*Set problem:*
Gather every line in the entries below that contains the word "white" and copy each one out in full.

● ● ●

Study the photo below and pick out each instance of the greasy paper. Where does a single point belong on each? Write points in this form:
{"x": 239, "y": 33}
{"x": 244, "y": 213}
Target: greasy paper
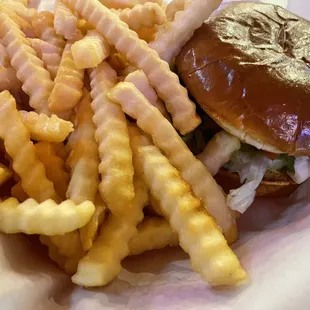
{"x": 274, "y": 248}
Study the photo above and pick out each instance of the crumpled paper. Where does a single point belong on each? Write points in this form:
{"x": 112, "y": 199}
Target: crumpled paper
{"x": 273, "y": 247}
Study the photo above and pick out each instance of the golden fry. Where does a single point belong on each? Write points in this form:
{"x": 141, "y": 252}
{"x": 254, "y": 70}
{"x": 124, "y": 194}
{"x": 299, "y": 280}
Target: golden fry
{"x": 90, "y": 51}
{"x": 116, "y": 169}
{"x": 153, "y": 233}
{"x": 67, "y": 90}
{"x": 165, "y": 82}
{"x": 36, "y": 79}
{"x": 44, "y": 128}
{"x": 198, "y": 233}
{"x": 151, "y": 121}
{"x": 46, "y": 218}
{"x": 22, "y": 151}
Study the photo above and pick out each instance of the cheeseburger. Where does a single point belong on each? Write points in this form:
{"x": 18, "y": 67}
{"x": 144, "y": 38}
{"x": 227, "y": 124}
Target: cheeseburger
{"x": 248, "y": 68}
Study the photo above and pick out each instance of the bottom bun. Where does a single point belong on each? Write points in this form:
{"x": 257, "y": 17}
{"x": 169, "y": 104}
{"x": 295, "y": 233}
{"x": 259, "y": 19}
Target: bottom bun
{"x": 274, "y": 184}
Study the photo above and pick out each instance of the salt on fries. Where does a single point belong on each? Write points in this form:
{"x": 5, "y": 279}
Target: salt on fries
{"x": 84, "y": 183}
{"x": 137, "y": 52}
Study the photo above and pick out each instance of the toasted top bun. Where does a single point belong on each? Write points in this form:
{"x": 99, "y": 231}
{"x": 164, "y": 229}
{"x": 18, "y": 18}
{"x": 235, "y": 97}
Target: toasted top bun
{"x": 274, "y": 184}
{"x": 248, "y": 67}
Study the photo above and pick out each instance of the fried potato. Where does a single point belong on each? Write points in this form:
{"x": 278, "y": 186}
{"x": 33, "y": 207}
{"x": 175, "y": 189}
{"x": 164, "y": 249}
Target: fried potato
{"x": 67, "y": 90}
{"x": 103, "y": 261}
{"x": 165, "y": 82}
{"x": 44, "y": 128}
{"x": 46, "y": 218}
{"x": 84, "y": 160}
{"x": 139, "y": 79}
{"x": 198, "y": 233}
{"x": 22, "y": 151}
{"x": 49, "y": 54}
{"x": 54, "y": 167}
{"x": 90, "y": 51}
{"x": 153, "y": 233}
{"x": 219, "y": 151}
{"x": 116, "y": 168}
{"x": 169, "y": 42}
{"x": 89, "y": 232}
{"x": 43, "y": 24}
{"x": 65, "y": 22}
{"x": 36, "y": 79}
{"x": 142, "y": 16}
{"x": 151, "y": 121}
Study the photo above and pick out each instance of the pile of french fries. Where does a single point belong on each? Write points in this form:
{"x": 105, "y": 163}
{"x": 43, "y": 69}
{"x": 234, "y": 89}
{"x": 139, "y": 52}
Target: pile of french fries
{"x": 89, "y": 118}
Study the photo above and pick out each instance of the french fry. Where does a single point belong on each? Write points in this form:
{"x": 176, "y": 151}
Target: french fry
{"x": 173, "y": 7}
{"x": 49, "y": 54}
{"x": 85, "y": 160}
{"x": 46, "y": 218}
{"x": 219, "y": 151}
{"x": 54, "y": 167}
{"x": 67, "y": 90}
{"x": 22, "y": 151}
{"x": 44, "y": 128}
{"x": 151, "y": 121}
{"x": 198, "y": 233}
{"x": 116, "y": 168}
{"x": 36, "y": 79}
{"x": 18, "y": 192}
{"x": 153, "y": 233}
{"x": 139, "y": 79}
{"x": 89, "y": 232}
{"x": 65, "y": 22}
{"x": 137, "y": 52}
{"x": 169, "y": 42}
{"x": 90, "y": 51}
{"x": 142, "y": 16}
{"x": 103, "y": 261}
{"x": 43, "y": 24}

● ● ●

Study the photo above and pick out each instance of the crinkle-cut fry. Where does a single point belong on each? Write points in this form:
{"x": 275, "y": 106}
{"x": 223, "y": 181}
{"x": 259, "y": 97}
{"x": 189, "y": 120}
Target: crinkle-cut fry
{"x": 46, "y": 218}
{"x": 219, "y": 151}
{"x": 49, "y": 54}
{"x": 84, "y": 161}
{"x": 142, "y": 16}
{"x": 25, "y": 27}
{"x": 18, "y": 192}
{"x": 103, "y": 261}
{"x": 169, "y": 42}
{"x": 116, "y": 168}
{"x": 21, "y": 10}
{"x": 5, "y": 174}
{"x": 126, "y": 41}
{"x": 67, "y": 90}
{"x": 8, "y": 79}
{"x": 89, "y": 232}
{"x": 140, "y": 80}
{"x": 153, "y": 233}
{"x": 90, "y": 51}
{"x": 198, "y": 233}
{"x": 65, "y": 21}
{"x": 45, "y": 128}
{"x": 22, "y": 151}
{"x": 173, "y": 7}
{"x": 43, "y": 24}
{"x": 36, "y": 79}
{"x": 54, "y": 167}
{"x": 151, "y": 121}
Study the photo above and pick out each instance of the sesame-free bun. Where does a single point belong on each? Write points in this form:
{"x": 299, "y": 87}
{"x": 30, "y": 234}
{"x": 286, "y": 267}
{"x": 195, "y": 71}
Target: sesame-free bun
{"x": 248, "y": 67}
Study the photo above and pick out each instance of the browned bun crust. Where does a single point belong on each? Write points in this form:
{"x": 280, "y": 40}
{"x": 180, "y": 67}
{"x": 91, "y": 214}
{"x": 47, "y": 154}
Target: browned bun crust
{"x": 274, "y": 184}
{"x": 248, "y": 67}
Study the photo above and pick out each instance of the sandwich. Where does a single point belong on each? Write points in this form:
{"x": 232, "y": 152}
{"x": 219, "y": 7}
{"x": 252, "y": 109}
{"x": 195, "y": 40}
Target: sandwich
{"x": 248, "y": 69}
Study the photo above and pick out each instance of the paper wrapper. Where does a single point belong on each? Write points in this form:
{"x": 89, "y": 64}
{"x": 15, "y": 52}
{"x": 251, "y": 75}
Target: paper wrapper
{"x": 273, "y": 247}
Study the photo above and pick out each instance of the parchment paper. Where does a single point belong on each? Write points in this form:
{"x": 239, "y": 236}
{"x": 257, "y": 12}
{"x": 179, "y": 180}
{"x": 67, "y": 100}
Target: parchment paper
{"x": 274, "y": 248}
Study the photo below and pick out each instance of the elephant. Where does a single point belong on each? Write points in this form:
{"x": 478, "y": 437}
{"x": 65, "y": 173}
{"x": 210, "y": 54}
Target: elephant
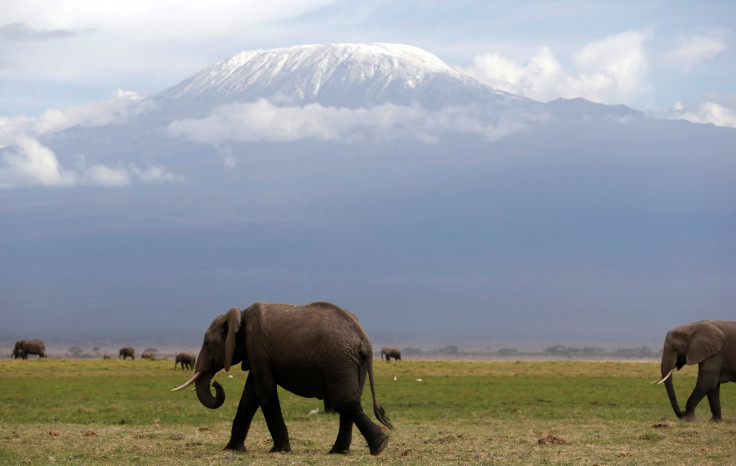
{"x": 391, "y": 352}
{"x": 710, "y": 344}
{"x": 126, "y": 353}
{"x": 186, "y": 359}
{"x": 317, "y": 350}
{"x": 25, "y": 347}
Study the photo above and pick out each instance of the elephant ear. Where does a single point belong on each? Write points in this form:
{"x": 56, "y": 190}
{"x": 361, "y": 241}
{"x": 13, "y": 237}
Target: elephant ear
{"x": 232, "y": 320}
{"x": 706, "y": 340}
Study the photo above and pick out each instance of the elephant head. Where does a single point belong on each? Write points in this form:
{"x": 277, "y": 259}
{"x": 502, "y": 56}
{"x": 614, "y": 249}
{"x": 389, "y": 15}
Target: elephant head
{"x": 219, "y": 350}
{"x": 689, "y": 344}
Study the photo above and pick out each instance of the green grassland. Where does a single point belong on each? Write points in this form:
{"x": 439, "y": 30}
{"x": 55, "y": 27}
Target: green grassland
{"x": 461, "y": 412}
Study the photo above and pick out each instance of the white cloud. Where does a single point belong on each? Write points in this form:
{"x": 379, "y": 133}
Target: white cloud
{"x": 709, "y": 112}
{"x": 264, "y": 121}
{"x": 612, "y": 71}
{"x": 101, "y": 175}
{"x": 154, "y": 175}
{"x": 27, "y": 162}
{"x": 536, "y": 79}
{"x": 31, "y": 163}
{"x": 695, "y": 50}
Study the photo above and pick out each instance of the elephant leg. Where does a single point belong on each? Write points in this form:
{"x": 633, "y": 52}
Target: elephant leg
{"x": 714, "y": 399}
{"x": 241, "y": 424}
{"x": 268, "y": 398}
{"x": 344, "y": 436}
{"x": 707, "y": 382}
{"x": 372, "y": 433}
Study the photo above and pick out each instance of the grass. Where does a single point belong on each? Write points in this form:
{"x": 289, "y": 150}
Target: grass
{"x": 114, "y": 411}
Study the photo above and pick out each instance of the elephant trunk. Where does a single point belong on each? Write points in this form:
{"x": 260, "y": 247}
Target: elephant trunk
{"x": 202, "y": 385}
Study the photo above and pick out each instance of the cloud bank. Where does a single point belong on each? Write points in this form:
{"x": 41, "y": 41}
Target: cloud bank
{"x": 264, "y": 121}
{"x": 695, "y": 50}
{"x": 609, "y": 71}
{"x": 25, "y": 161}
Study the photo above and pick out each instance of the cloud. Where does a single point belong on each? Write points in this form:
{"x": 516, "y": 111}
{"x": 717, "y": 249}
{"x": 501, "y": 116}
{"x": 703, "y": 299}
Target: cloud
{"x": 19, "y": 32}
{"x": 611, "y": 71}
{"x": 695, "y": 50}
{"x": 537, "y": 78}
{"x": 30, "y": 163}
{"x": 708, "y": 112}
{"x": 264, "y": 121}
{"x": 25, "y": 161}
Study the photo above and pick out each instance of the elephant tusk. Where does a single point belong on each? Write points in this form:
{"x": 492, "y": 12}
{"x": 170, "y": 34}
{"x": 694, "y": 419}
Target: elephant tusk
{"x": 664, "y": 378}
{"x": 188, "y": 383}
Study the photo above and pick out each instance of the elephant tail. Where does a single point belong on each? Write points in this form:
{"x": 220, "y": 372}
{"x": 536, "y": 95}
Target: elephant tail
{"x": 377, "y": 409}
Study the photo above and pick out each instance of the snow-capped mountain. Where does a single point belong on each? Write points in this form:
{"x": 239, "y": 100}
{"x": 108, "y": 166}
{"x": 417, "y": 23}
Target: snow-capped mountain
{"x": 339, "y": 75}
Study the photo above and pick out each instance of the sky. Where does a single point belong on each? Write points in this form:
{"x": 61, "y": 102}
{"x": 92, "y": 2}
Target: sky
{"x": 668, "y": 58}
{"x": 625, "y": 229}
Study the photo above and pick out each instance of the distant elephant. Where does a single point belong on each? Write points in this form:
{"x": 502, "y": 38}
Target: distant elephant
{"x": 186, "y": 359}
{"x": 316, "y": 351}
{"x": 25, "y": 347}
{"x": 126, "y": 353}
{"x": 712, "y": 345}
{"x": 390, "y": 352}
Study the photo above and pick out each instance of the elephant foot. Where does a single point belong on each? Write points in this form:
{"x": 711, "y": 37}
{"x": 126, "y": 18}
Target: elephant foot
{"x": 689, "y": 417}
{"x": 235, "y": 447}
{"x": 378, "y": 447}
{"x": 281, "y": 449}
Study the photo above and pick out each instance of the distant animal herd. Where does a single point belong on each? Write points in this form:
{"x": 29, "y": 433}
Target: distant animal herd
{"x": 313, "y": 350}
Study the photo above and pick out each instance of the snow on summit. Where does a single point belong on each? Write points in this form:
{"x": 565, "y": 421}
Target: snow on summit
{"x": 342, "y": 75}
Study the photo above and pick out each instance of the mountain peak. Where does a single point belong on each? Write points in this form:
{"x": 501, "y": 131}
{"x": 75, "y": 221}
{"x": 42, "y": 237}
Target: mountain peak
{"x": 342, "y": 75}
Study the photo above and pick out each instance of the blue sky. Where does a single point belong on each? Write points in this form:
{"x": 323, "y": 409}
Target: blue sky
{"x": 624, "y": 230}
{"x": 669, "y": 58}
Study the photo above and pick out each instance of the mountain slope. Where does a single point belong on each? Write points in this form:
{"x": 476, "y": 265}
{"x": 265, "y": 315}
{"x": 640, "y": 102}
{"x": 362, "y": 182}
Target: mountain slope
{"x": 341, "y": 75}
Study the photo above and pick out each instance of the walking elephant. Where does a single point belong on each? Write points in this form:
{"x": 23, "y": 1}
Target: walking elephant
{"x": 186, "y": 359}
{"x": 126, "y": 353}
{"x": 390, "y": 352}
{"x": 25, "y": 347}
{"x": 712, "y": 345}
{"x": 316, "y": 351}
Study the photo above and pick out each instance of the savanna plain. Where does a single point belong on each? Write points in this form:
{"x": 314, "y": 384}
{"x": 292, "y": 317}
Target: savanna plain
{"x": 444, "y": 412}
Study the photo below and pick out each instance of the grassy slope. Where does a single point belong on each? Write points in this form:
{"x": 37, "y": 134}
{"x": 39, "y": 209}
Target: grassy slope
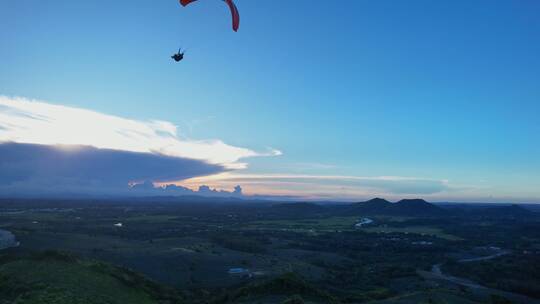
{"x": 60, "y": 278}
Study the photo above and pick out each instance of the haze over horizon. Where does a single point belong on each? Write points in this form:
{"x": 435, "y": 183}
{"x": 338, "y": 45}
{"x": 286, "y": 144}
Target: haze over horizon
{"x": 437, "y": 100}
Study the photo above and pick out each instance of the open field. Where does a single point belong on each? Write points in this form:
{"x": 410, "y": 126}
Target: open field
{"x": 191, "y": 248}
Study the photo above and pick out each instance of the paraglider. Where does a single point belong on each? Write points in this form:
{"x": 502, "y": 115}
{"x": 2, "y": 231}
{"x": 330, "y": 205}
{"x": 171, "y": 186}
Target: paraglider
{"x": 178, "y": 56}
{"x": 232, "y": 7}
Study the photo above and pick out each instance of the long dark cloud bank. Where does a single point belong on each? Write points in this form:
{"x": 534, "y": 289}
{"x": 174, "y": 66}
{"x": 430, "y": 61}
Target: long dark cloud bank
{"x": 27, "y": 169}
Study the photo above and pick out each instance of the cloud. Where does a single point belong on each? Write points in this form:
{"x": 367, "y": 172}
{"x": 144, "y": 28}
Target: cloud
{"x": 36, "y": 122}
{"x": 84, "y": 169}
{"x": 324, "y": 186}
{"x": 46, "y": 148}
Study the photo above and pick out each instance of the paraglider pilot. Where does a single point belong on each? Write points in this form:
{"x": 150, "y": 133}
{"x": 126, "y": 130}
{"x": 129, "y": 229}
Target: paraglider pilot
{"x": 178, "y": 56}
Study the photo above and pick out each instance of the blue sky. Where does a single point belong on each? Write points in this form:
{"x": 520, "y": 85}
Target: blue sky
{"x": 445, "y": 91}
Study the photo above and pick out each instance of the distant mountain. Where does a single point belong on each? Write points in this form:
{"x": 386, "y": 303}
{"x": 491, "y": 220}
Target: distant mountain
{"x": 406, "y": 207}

● ● ●

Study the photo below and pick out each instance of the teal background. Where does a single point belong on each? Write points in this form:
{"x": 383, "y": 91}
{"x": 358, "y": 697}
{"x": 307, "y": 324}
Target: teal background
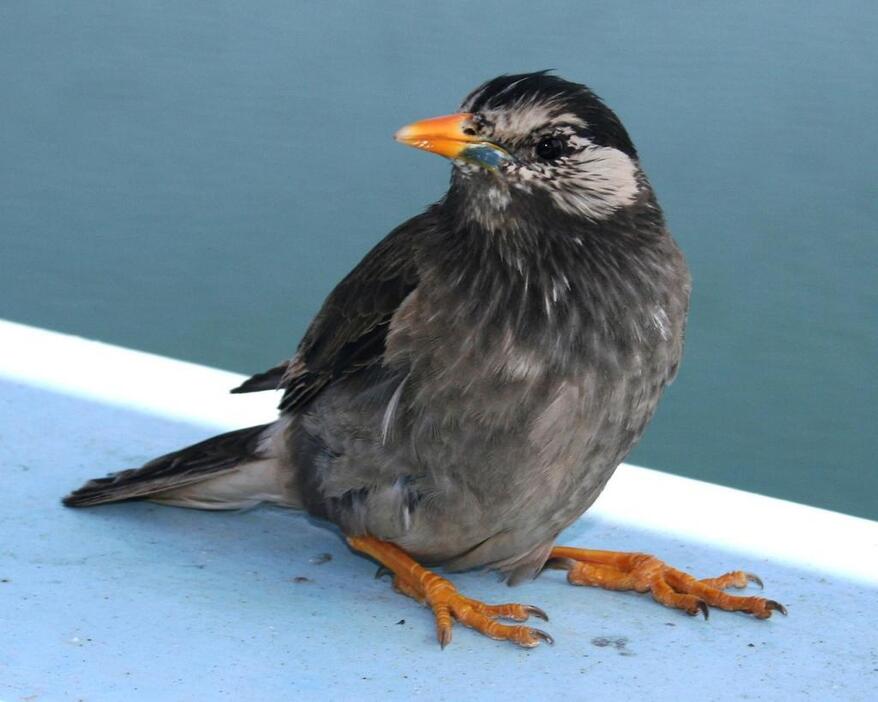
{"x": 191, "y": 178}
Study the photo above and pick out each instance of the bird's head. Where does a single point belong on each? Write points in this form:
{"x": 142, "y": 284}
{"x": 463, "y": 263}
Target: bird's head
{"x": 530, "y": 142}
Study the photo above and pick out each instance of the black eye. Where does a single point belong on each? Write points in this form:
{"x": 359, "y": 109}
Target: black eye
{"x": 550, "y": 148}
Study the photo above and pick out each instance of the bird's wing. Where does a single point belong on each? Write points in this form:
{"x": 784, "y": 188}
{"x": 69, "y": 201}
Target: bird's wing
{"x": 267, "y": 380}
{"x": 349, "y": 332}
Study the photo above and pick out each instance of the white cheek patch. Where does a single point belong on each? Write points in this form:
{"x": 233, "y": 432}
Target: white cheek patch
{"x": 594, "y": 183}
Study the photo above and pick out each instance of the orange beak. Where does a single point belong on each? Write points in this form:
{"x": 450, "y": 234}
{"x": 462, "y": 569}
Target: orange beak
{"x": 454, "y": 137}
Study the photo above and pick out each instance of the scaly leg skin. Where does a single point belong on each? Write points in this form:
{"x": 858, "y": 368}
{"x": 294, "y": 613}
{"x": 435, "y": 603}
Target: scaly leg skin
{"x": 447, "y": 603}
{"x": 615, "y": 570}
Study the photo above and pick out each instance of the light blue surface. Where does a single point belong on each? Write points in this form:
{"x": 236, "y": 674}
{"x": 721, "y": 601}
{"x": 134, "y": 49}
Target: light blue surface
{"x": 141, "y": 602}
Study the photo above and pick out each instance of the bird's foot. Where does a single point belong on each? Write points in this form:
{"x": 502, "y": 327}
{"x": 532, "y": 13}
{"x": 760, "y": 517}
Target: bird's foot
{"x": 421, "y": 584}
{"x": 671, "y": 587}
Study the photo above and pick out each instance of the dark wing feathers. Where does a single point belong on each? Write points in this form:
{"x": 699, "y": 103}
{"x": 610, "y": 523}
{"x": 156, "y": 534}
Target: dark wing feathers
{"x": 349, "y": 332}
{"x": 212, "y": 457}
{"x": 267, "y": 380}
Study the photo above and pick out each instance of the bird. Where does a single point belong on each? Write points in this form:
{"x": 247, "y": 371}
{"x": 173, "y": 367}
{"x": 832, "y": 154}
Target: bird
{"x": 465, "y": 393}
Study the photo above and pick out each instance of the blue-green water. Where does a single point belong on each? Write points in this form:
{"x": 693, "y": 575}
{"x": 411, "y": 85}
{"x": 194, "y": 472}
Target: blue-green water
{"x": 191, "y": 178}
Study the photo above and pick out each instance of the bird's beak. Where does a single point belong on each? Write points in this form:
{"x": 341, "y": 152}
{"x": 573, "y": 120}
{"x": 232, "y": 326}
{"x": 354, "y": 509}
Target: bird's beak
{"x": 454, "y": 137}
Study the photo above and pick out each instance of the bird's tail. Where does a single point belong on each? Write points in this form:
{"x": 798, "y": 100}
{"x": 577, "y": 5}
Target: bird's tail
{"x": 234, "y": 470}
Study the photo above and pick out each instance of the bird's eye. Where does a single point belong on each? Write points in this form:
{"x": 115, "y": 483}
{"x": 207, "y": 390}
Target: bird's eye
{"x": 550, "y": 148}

● ● ●

*Answer to this exercise:*
Study the photo above and pick out each instance of the white cloud. Where does a single point belong on each? Write points in this form:
Target: white cloud
Study the photo above and pick out each instance of the white cheek patch. Where does a single point belong on each? Write points in this form:
Target: white cheek patch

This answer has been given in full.